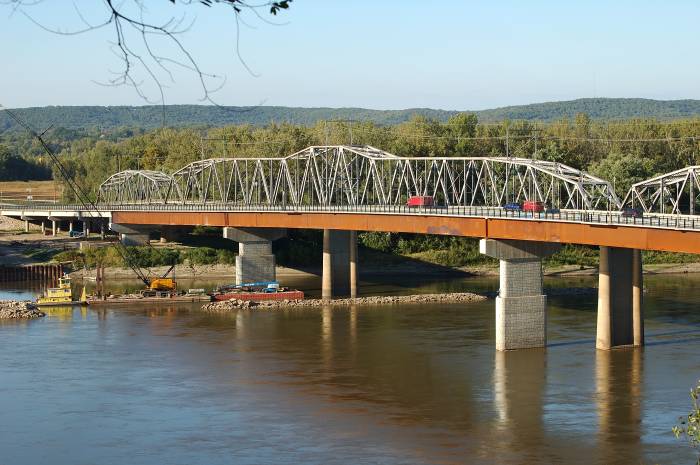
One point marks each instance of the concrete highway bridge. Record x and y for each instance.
(345, 189)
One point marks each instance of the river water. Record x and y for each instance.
(403, 384)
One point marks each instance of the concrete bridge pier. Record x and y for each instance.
(620, 294)
(132, 234)
(172, 234)
(339, 275)
(521, 306)
(255, 261)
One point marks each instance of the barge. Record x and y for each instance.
(139, 299)
(258, 296)
(257, 292)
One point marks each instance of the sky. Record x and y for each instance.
(391, 54)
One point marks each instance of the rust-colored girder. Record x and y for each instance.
(634, 237)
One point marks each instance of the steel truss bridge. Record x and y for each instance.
(366, 189)
(361, 176)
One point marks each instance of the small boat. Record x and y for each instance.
(61, 295)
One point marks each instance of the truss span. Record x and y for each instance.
(364, 175)
(677, 192)
(138, 186)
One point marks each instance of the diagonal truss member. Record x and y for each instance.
(366, 176)
(677, 192)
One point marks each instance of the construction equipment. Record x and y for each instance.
(163, 283)
(89, 205)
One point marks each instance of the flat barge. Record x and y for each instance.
(137, 299)
(252, 296)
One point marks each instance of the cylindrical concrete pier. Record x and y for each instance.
(603, 336)
(327, 272)
(353, 264)
(637, 298)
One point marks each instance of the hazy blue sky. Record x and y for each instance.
(377, 54)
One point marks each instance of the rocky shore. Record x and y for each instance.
(233, 304)
(19, 310)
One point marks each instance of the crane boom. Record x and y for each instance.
(82, 197)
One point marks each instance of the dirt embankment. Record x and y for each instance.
(14, 309)
(231, 305)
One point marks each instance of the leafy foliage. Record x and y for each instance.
(15, 168)
(105, 120)
(689, 426)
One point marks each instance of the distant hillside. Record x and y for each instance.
(597, 108)
(147, 117)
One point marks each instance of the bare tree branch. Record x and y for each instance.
(130, 15)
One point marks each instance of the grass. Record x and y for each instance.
(38, 190)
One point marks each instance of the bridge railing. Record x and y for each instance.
(572, 216)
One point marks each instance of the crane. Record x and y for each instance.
(152, 284)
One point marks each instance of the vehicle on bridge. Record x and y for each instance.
(420, 201)
(630, 212)
(533, 206)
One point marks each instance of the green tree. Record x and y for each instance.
(689, 426)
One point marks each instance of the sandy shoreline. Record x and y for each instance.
(228, 271)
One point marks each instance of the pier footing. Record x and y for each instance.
(521, 306)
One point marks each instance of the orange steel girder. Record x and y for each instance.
(645, 238)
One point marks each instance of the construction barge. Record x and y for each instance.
(256, 292)
(163, 291)
(127, 299)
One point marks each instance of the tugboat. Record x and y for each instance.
(61, 295)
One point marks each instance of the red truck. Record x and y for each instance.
(533, 206)
(420, 201)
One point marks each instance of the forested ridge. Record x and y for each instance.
(622, 151)
(148, 117)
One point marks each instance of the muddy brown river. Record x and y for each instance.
(402, 384)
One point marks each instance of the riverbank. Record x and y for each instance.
(13, 309)
(405, 269)
(32, 248)
(234, 304)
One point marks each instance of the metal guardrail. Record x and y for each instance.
(611, 218)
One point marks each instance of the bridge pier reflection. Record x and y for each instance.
(619, 397)
(519, 380)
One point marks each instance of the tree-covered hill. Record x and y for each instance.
(148, 117)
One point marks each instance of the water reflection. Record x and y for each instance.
(389, 385)
(519, 381)
(618, 375)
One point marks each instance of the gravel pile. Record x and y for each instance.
(19, 309)
(229, 305)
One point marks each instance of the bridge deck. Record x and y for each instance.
(673, 233)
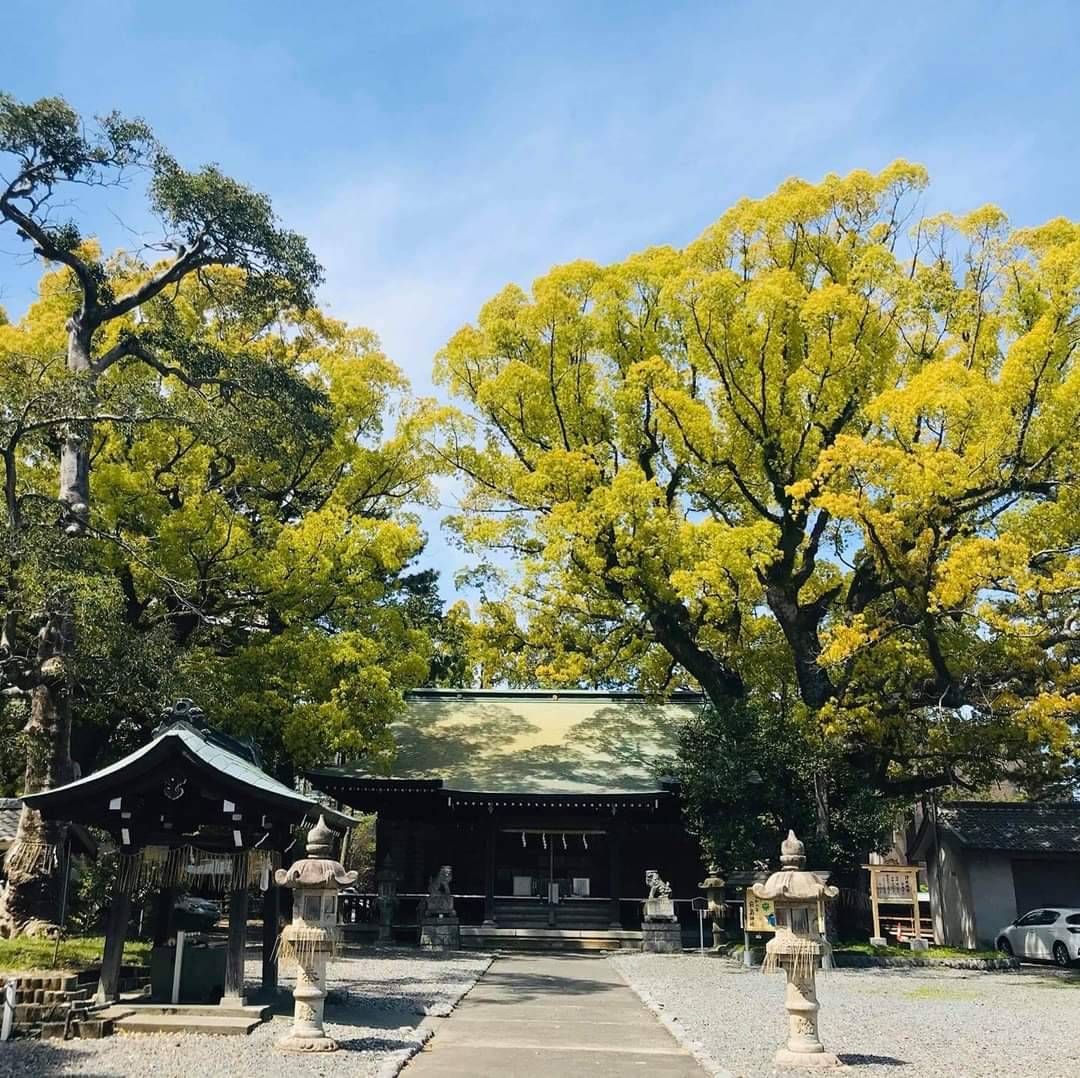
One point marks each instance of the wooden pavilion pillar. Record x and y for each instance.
(116, 932)
(271, 924)
(490, 841)
(238, 938)
(164, 917)
(615, 875)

____

__PROBLEM DESCRIPTION__:
Can you reproduce all of the data above word for word, leaving out the pictures?

__THE COMPLETED TASK__:
One point marks each instance of the concrete highway bridge. Record x and y for each instance.
(345, 189)
One point marks each instance of the river water. Record x and y for each instance.
(403, 384)
One point marks each instance of the concrete bridge pier. Record x and y for each instance.
(620, 294)
(132, 234)
(172, 234)
(339, 275)
(521, 306)
(255, 261)
One point marks each instance of the barge. Record x and y for each instance.
(139, 299)
(258, 296)
(257, 292)
One point marks each instance of the sky. Record x and y for each instance.
(391, 54)
One point marks each instance of the rust-colored girder. Record x and y for each instance.
(634, 237)
One point marks each instance of the steel truss bridge. Record x and y for each instance.
(366, 189)
(361, 176)
One point marks each instance of the small boat. Record x and y for each instance.
(61, 295)
One point marks each instance of the truss span. Record x and y for each instance.
(364, 175)
(677, 192)
(138, 186)
One point marks each instance of the diagonal truss member. Record x and y for each instance.
(366, 176)
(677, 192)
One point marks each instance of the construction equipment. Record x and y for each instance.
(163, 283)
(89, 205)
One point marks each instance of the flat barge. Record x and y for each instance.
(137, 299)
(252, 296)
One point marks each instance of the cylindrical concrete pier. Record x and y for each instance.
(603, 336)
(327, 272)
(353, 264)
(637, 298)
One point marks each instance of the hazy blue sky. Record x and y for each instance.
(377, 54)
One point marks each instance of the rocky shore. Record x and y for each instance.
(233, 304)
(19, 310)
One point marks each instance of the crane boom. Record x and y for each instance.
(82, 197)
One point marks each instance of the dirt embankment. Record x and y for each instance.
(14, 309)
(231, 305)
One point marks each instance of the leafy foliage. Record x and y for each instance.
(15, 168)
(105, 120)
(689, 426)
One point marks each instance of the distant hillside. Record x and y for each instance.
(597, 108)
(147, 117)
One point marks each instance of the bare tree branch. Record x and y for each instance.
(130, 15)
One point marks each instance of the grass. Record x and y for each instance.
(38, 190)
One point marks each instance of the bridge railing. Record x and y for each instance.
(572, 216)
One point marks each instance of the crane. Record x and y for each instance.
(152, 284)
One point marks each instance of the vehicle on bridge. Record x and y for each instance.
(420, 201)
(630, 212)
(533, 206)
One point marks each instance of the green tree. Record x and y for each instance.
(689, 426)
One point marks each instance of the sandy shoreline. Record x and y for each instance.
(228, 271)
One point marks each instance of the pier footing. Record x and y for each instance.
(521, 306)
One point marks each instance of the orange steel girder. Record x and y for each instance.
(645, 238)
One point marks each instance of the construction barge. Record x and y for each instance.
(256, 292)
(163, 291)
(127, 299)
One point marks each instance of the tugboat. Record x and y for each instance.
(61, 295)
One point marks each instance of the red truck. Record x and y for each instance.
(533, 206)
(420, 201)
One point marks each instance of the forested ridge. Record x and y for each instance.
(622, 151)
(148, 117)
One point marks each instance of the muddy brown river. Record x and y for each instance.
(402, 384)
One point marks each instance of the riverbank. Record x and y for each instance.
(13, 309)
(405, 269)
(32, 248)
(234, 304)
One point marks each instance of the metal guardrail. Record x and y for each instance.
(611, 218)
One point marks each instance of the bridge pier reflection. Record x and y for each instance.
(619, 397)
(519, 380)
One point marks each instance of the tree-covered hill. Record x and y for each instance.
(148, 117)
One point marks each instance of the water reflection. Record x and y for each instance.
(389, 385)
(519, 381)
(618, 375)
One point marks each instance of the gravel pile. Record x and y for each instance.
(19, 309)
(229, 305)
One point marks each instance of the bridge deck. Record x and y for each instance.
(673, 233)
One point marks each instance of the wooden pavilion pillar. Record x and y for each instance.
(116, 932)
(271, 924)
(490, 841)
(238, 938)
(164, 917)
(615, 875)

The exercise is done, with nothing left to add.